Source document -
....................

Interview words without the professor voice.

A way to represent a graph where each node stores a list of its neighbors. More space-efficient than a matrix for sparse graphs (most real graphs). The go-to representation for coding interviews.

Example: Node 0 → [1, 2], Node 1 → [0, 3], Node 2 → [0]. That's a graph with 4 nodes and 4 edges.

Try a choice, go deeper, and if it leads to a dead end, UNDO the choice and try the next option. Like solving a maze by walking forward until you hit a wall, then going back to the last fork and trying a different path.

Example: Generate all valid parentheses: add '(' or ')' at each step, backtrack if it becomes invalid.

The simplest version of a recursive problem that you can answer directly without recursing further. Every recursion MUST have one, or it runs forever. The base case is where the recursion stops and actual answers start flowing back up.

Example: Factorial: base case is factorial(0) = 1. Without it, factorial(5) would call factorial(4) → factorial(3) → ... forever.

The round where the interviewer asks about past work to predict future behavior. 'Tell me about a time you disagreed with a teammate.' 'Tell me about a failure.' Behind every question is a specific signal the company is grading — ownership, leadership, conflict resolution, clarity under pressure. The wrong move is a rehearsed speech. The right move is a specific, first-person story with a clear outcome and honest reflection.

Example: Use the STAR method — Situation, Task, Action, Result — to keep your story under 3 minutes and make the signal obvious. Pick stories from the last 12 months; older ones read as stale.

....................

Problem set -
[1] According to the interview glossary, what is the base case for factorial?
[2] Reproduce the part of the interview glossary starting with "A way to represent" and going on through "and 4 edges.".

Excerpted records -
....................

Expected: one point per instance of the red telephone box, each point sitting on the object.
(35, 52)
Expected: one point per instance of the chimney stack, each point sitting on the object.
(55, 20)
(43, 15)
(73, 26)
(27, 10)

....................

In response -
[1] factorial(0) = 1

[2]
A way to represent a graph where each node stores a list of its neighbors. More space-efficient than a matrix for sparse graphs (most real graphs). The go-to representation for coding interviews.

Example: Node 0 → [1, 2], Node 1 → [0, 3], Node 2 → [0]. That's a graph with 4 nodes and 4 edges.